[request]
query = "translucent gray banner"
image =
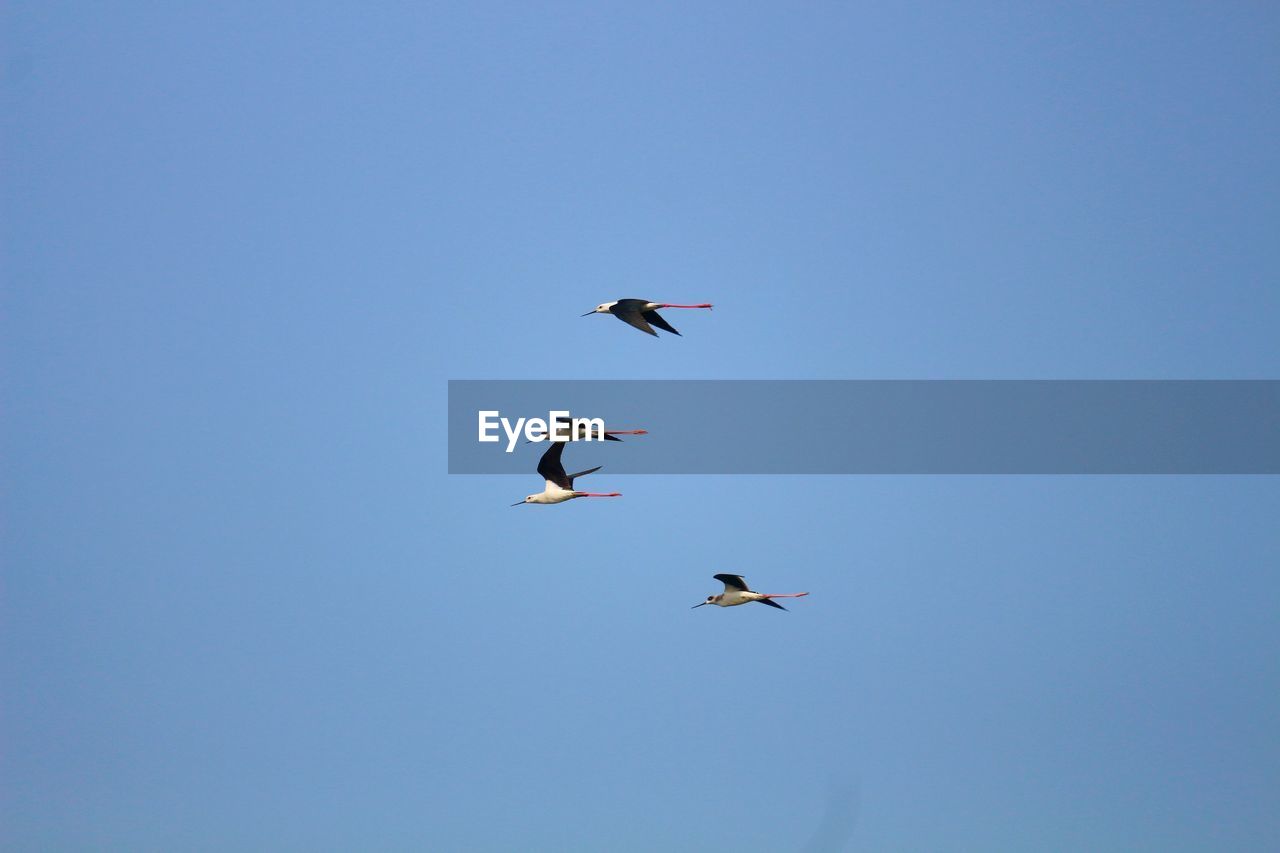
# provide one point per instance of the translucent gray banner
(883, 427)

• • •

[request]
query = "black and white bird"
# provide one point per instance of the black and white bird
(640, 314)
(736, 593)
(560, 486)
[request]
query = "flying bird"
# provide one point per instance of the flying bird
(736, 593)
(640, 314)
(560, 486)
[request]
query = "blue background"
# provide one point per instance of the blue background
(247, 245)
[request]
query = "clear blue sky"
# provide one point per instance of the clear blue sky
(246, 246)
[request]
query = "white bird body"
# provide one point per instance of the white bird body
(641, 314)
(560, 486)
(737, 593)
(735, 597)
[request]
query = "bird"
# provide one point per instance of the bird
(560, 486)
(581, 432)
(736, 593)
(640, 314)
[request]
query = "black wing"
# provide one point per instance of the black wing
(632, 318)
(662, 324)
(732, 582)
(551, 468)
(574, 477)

• • •

PROBLEM STATEMENT ->
Count the lines in the listing above that contain the string "black", matching case exactly. Reply with the number alone.

OUTPUT OF THE TASK ->
4